"""

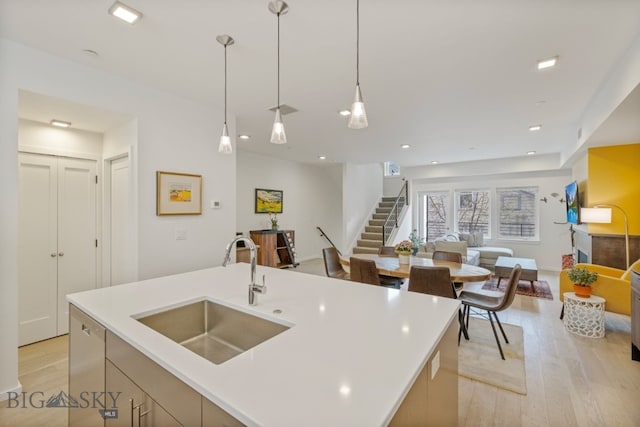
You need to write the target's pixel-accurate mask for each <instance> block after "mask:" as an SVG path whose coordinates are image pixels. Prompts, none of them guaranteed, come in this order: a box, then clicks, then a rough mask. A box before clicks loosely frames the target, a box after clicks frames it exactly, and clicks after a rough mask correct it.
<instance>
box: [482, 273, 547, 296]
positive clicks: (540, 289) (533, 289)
mask: <svg viewBox="0 0 640 427" xmlns="http://www.w3.org/2000/svg"><path fill="white" fill-rule="evenodd" d="M497 283H498V278H497V277H495V276H492V277H491V279H489V280H487V281H486V282H485V283H484V285H483V286H482V289H484V290H488V291H497V290H500V291H504V290H505V289H506V287H507V283H509V279H508V278H504V279H502V280H501V281H500V288H498V287H497V286H496V285H497ZM516 293H517V294H520V295H526V296H528V297H537V298H545V299H550V300H552V299H553V295H552V294H551V289H550V288H549V283H548V282H547V281H546V280H536V281H534V282H533V288H532V287H531V282H530V281H528V280H521V281H520V282H518V290H516Z"/></svg>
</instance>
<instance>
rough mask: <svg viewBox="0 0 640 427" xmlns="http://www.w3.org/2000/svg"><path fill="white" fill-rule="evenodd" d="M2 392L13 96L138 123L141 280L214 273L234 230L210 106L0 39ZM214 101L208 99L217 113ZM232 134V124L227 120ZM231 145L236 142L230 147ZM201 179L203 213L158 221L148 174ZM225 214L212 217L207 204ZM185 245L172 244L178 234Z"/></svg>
mask: <svg viewBox="0 0 640 427" xmlns="http://www.w3.org/2000/svg"><path fill="white" fill-rule="evenodd" d="M0 63H1V64H2V67H1V68H0V73H2V74H1V76H0V150H1V151H0V162H1V165H2V167H1V168H0V178H1V179H2V182H3V201H4V203H2V204H1V205H0V206H1V207H0V214H1V215H2V216H1V217H0V221H1V222H0V224H1V225H0V227H1V230H0V231H1V238H0V267H1V268H0V281H1V283H2V286H1V287H0V324H2V325H3V327H2V328H0V393H2V392H5V391H8V390H13V389H15V388H16V387H18V386H19V385H18V382H17V343H18V340H17V329H18V327H17V318H18V315H17V312H16V310H17V309H16V307H17V277H16V276H17V259H16V253H17V242H16V239H17V236H16V229H17V224H18V218H17V211H16V206H17V188H18V185H17V146H18V130H17V124H18V93H19V90H21V89H22V90H27V91H30V92H34V93H38V94H43V95H47V96H52V97H56V98H61V99H67V100H69V101H71V102H74V103H78V104H83V105H89V106H96V107H98V108H102V109H105V110H109V111H115V112H121V113H124V114H127V115H129V116H132V117H136V118H137V119H138V146H137V155H138V156H137V157H138V159H137V164H136V167H137V170H136V171H135V173H136V175H137V179H138V184H139V193H138V201H137V204H138V207H137V208H138V222H139V230H138V241H139V251H138V257H139V262H138V271H139V276H140V278H143V279H144V278H149V277H156V276H162V275H165V274H170V273H178V272H183V271H188V270H193V269H197V268H203V267H208V266H213V265H220V264H221V260H222V257H223V252H224V247H225V244H226V242H228V241H229V240H231V239H232V238H233V236H234V231H235V229H236V225H235V218H236V209H235V206H236V203H235V202H236V200H235V195H236V188H235V179H234V178H235V175H236V173H235V154H234V155H231V156H226V155H222V154H219V153H218V152H217V146H218V135H219V132H220V125H221V123H222V121H223V114H222V111H220V110H219V109H218V108H217V107H211V106H208V105H204V104H201V103H197V102H194V101H191V100H188V99H184V98H180V97H177V96H174V95H171V94H168V93H165V92H162V91H159V90H155V89H152V88H149V87H146V86H143V85H141V84H139V83H134V82H131V81H128V80H126V79H122V78H119V77H116V76H114V75H112V74H108V73H104V72H101V71H98V70H95V69H92V68H89V67H85V66H82V65H78V64H76V63H73V62H71V61H68V60H64V59H61V58H58V57H55V56H52V55H49V54H46V53H43V52H40V51H37V50H35V49H31V48H28V47H25V46H23V45H20V44H17V43H14V42H12V41H9V40H6V39H0ZM216 101H218V100H212V102H213V103H215V104H216V105H220V103H218V102H216ZM229 122H230V124H231V126H230V128H231V129H230V133H231V134H232V135H235V134H236V132H235V119H234V118H233V117H232V118H231V120H230V121H229ZM234 145H235V144H234ZM158 170H167V171H174V172H189V173H196V174H201V175H202V176H203V189H202V190H203V192H202V194H203V214H202V215H198V216H179V217H178V216H176V217H157V216H156V214H155V204H156V185H155V181H156V171H158ZM214 198H215V199H217V200H221V201H222V202H223V208H222V209H219V210H211V209H209V208H208V206H209V200H211V199H214ZM178 229H180V230H184V231H186V233H187V240H180V241H177V240H176V239H175V232H176V230H178Z"/></svg>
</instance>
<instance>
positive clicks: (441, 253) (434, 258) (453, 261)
mask: <svg viewBox="0 0 640 427" xmlns="http://www.w3.org/2000/svg"><path fill="white" fill-rule="evenodd" d="M432 259H433V260H439V261H451V262H457V263H458V264H462V254H461V253H460V252H447V251H433V257H432Z"/></svg>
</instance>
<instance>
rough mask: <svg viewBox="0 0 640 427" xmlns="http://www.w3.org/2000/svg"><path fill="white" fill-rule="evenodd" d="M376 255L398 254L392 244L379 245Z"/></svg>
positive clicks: (394, 254)
mask: <svg viewBox="0 0 640 427" xmlns="http://www.w3.org/2000/svg"><path fill="white" fill-rule="evenodd" d="M378 255H380V256H395V257H397V256H398V254H397V253H396V248H395V247H394V246H380V247H379V248H378Z"/></svg>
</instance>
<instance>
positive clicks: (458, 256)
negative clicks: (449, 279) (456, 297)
mask: <svg viewBox="0 0 640 427" xmlns="http://www.w3.org/2000/svg"><path fill="white" fill-rule="evenodd" d="M431 259H433V260H434V261H450V262H457V263H458V264H462V254H461V253H460V252H448V251H433V256H432V257H431ZM452 283H453V287H454V289H455V290H456V291H457V292H460V291H461V290H462V288H463V286H464V283H460V282H452Z"/></svg>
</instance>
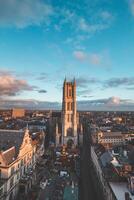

"""

__WHAT TO DO__.
From the records above, extract every line that contains the word "positive".

__PROBLEM SOLUTION__.
positive clicks: (540, 289) (533, 289)
positive clicks: (441, 253) (434, 258) (453, 261)
positive clicks: (394, 254)
positive clicks: (458, 256)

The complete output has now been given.